Natural language region descriptions:

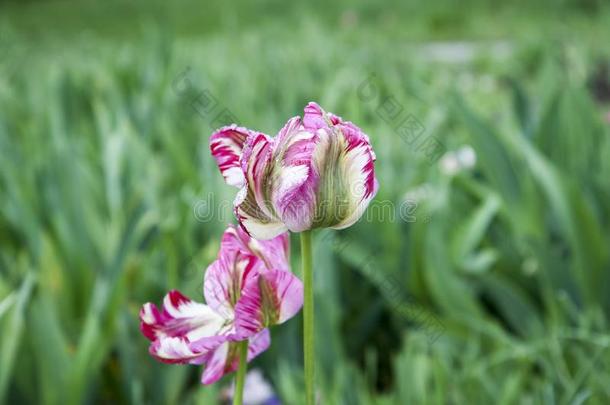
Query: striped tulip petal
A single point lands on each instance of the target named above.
(274, 253)
(318, 172)
(253, 206)
(181, 322)
(225, 358)
(226, 145)
(293, 193)
(271, 299)
(225, 278)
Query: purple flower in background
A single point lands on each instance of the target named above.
(247, 289)
(317, 172)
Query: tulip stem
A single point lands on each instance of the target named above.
(308, 312)
(241, 372)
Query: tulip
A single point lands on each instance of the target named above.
(318, 172)
(247, 289)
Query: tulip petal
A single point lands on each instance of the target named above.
(180, 322)
(225, 278)
(274, 253)
(359, 170)
(226, 145)
(274, 297)
(253, 206)
(225, 359)
(178, 350)
(295, 181)
(315, 117)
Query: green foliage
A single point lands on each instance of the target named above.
(496, 292)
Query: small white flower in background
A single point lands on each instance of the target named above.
(257, 391)
(462, 159)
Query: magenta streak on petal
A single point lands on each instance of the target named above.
(272, 298)
(226, 145)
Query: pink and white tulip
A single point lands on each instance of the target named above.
(318, 172)
(247, 289)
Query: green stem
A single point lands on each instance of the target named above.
(308, 310)
(241, 372)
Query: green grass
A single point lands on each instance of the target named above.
(497, 293)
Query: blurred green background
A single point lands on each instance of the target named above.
(495, 289)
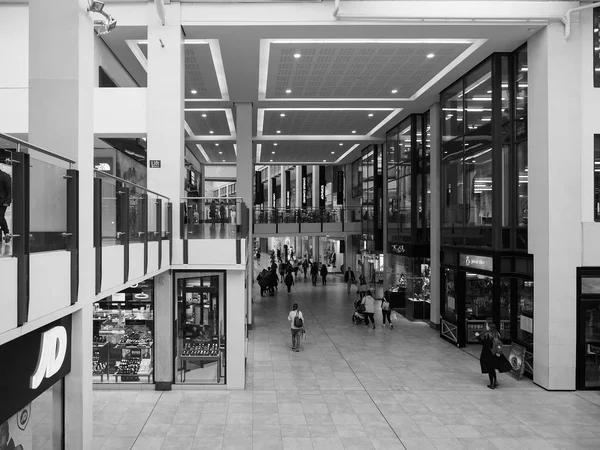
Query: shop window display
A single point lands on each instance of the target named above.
(123, 336)
(200, 337)
(38, 426)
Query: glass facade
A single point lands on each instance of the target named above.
(123, 336)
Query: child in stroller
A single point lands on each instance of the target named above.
(358, 317)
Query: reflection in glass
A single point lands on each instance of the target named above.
(200, 338)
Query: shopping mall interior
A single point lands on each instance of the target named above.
(176, 175)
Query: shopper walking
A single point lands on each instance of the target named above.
(492, 357)
(297, 319)
(314, 271)
(289, 281)
(386, 310)
(5, 200)
(349, 278)
(369, 304)
(324, 273)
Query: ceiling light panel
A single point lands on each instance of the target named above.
(355, 69)
(216, 121)
(319, 122)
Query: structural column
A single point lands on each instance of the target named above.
(245, 170)
(554, 212)
(61, 88)
(165, 140)
(435, 214)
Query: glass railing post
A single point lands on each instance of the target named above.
(21, 245)
(72, 234)
(98, 231)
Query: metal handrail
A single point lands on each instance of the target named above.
(104, 174)
(34, 147)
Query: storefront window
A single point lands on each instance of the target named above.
(479, 295)
(200, 328)
(123, 336)
(37, 426)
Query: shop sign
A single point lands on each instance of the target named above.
(33, 363)
(477, 262)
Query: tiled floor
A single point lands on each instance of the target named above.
(350, 387)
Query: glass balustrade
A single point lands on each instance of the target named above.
(214, 218)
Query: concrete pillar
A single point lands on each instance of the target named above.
(61, 82)
(554, 215)
(435, 211)
(315, 187)
(298, 199)
(245, 170)
(165, 110)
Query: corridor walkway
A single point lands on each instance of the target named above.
(351, 387)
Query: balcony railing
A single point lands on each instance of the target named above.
(38, 217)
(214, 218)
(132, 230)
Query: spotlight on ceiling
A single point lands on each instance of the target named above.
(96, 6)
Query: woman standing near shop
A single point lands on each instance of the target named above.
(492, 358)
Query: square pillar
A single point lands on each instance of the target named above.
(554, 188)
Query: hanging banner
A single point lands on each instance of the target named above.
(304, 186)
(340, 188)
(322, 184)
(288, 189)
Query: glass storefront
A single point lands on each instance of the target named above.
(200, 328)
(123, 336)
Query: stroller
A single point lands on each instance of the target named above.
(358, 317)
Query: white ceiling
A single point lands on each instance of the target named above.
(343, 74)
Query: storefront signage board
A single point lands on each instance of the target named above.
(517, 360)
(33, 363)
(477, 262)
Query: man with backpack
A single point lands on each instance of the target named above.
(349, 278)
(386, 310)
(295, 316)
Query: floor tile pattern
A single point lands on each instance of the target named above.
(351, 387)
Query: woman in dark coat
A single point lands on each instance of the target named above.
(491, 359)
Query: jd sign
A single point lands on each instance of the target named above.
(52, 355)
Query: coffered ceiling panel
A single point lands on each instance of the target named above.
(219, 152)
(208, 122)
(200, 76)
(355, 69)
(321, 121)
(302, 152)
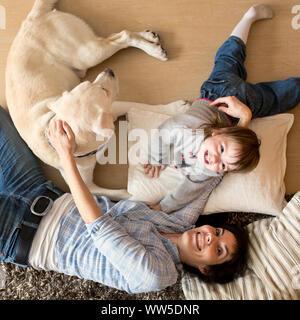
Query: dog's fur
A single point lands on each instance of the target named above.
(50, 54)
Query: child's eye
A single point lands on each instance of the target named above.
(219, 250)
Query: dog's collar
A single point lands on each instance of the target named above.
(75, 157)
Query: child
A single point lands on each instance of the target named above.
(226, 98)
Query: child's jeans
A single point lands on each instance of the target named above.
(21, 181)
(229, 79)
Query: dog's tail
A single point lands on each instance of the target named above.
(41, 7)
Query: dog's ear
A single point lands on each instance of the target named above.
(104, 126)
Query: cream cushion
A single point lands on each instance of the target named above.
(261, 190)
(274, 263)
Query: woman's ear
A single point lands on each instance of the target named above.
(204, 270)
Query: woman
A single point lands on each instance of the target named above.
(124, 245)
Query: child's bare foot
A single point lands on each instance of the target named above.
(259, 11)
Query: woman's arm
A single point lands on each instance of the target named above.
(235, 108)
(62, 138)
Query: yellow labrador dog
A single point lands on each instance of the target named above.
(50, 54)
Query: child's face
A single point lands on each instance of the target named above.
(219, 152)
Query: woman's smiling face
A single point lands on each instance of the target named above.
(219, 153)
(206, 246)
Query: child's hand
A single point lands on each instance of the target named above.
(153, 171)
(62, 138)
(155, 207)
(235, 108)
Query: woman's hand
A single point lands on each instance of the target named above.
(235, 108)
(62, 138)
(153, 171)
(155, 207)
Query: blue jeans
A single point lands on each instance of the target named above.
(21, 181)
(228, 78)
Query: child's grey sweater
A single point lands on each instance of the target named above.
(183, 134)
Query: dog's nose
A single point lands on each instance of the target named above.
(110, 72)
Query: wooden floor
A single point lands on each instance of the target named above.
(192, 31)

[TASK DESCRIPTION] Could you output every record above exactly as it appears, without the pictures?

[EXPECTED ANSWER]
Query: striped tulip petal
A single point lands on each instance of the target named above.
(274, 253)
(318, 172)
(253, 206)
(181, 322)
(225, 358)
(226, 145)
(293, 193)
(271, 299)
(225, 278)
Query: purple flower in background
A single point lands on each instance of the target named above.
(247, 289)
(317, 172)
Query: tulip stem
A single point lands on each instance of the target named above.
(308, 312)
(241, 372)
Query: tulip
A single point lands on each instance of the target named above.
(318, 172)
(247, 289)
Query: tulip petal
A single point lands on each instance of the target named above.
(180, 322)
(225, 278)
(274, 253)
(359, 170)
(226, 145)
(274, 297)
(253, 206)
(225, 359)
(178, 350)
(295, 181)
(315, 117)
Query: green foliage
A single point lands on each instance of the target named above.
(496, 292)
Query: small white flower in background
A single point lands on each instance of the target named above.
(257, 391)
(462, 159)
Query: magenta streak on petal
A single point lands on each instance of the target named above.
(272, 298)
(226, 145)
Query: pink and white tulip
A single point lands on each instance of the target named above.
(318, 172)
(247, 289)
Query: green stem
A single point lands on each instance of the target named above.
(308, 310)
(241, 372)
Query: green grass
A single point lands on each instance of the target named above.
(497, 293)
Query: blurred green background
A single point lands on each instance of the target named above.
(495, 289)
Query: shop window display
A single point lands on each instance of the target named above.
(123, 336)
(200, 337)
(38, 426)
Query: glass facade
A single point lands on each instance of the target named above.
(123, 336)
Query: child in stroller
A single point lands on each instance of the target named above.
(358, 317)
Query: reflection in glass
A single point lands on each instance of the target named above.
(200, 338)
Query: shopping mall interior
A single point lands on each instance of the target named above.
(176, 175)
Query: shopper walking
A single point lands on each instance of the target named above.
(492, 357)
(297, 319)
(314, 271)
(289, 281)
(386, 310)
(5, 200)
(349, 278)
(369, 304)
(324, 273)
Query: ceiling light panel
A single point lands on each instance of the target named above.
(355, 69)
(216, 121)
(319, 122)
Query: structural column
A single point lands on each instance of the target named above.
(245, 170)
(554, 212)
(61, 88)
(165, 140)
(435, 214)
Query: glass railing post
A single point lands on each instance of the target named above.
(21, 245)
(72, 234)
(98, 231)
Query: metal handrail
A single point lands on each instance of the target named above.
(104, 174)
(34, 147)
Query: storefront window
A single point lands on each instance of the target named above.
(479, 295)
(200, 328)
(123, 336)
(37, 426)
Query: shop sign
A single point lands on each instance of the target named above.
(33, 363)
(477, 262)
Query: tiled floor
A single point lands on each instance of the target named above.
(350, 387)
Query: glass balustrade
A single point lands on each instance of the target named above.
(214, 218)
Query: concrete pillar
A single point lands on each instance of the target named above.
(61, 82)
(554, 215)
(435, 211)
(315, 187)
(298, 199)
(245, 170)
(165, 110)
Query: corridor walkway
A single point lands on each instance of the target named above.
(351, 387)
Query: balcony railing
A single point lands on each instance of the target named above.
(38, 217)
(214, 218)
(132, 230)
Query: spotlight on ceiling
A single point lands on each instance of the target named above.
(96, 6)
Query: woman standing near shop
A single point lands on each instance of the target named above.
(492, 358)
Query: square pillar
A single point lands on each instance of the target named above.
(554, 188)
Query: hanging banner
A single point lands on each instance of the target named above.
(304, 186)
(340, 188)
(322, 184)
(288, 189)
Query: glass storefront
A single point lands on each instance of the target named above.
(200, 328)
(123, 336)
Query: stroller
A single point lands on each instance of the target named above.
(358, 317)
Query: white ceiling
A single point lands on each instance of the target named above.
(343, 74)
Query: storefront signage board
A single point lands on each instance of the target named above.
(517, 360)
(33, 363)
(477, 262)
Query: man with backpack
A single point lands on each instance of the target named above.
(349, 278)
(386, 310)
(295, 316)
Query: floor tile pattern
A single point lands on each instance of the target named above.
(351, 387)
Query: woman in dark coat
A single point lands on each instance of the target named above.
(491, 359)
Query: jd sign
A single point lands on each instance of the target named above.
(52, 355)
Query: coffered ceiling panel
A single point lands on each instance of the target named above.
(219, 152)
(208, 122)
(200, 76)
(355, 69)
(321, 121)
(302, 152)
Query: dog's fur
A single point lands on each instance of the target named above.
(50, 54)
Query: child's eye
A single point lands on each instance of the target named above.
(219, 250)
Query: dog's collar
A single point lands on each instance of the target named above.
(75, 157)
Query: child
A single point lands on each instance of the target named above.
(226, 98)
Query: child's jeans
A single point lands on each instance of the target named above.
(21, 181)
(229, 79)
Query: dog's tail
A single point lands on each instance of the target named above.
(41, 7)
Query: dog's ear
A single point lands on each instance of the target named above.
(104, 126)
Query: cream cushion
A single point lands on each instance of the target named above.
(261, 190)
(274, 263)
Query: woman's ear
A single point lands on each instance of the target named above.
(204, 270)
Query: woman
A single point lands on each instance of the target named above.
(124, 245)
Query: child's bare foot
A single point lands on each instance of the target named above.
(259, 11)
Query: woman's arm
A single point lands on each instance of the target named above.
(235, 108)
(62, 138)
Query: yellow labrador dog
A single point lands on each instance of the target named above.
(50, 54)
Query: child's face
A single point lands on each instance of the target named above.
(219, 152)
Query: woman's smiling face
A single point lands on each instance of the target named above.
(219, 153)
(206, 246)
Query: child's hand
A single point lands on each instance of the target named above.
(153, 171)
(62, 138)
(155, 207)
(235, 108)
Query: woman's hand
A single point lands on each instance of the target named above.
(235, 108)
(62, 138)
(153, 171)
(155, 207)
Query: blue jeans
A single point lands on each instance of the target named above.
(21, 181)
(228, 78)
Query: child's grey sweater
A single point lands on each instance of the target named above.
(183, 134)
Query: dog's nose
A single point lands on each instance of the target named above.
(110, 72)
Query: wooden floor
A single point lands on each instance of the target named above.
(192, 31)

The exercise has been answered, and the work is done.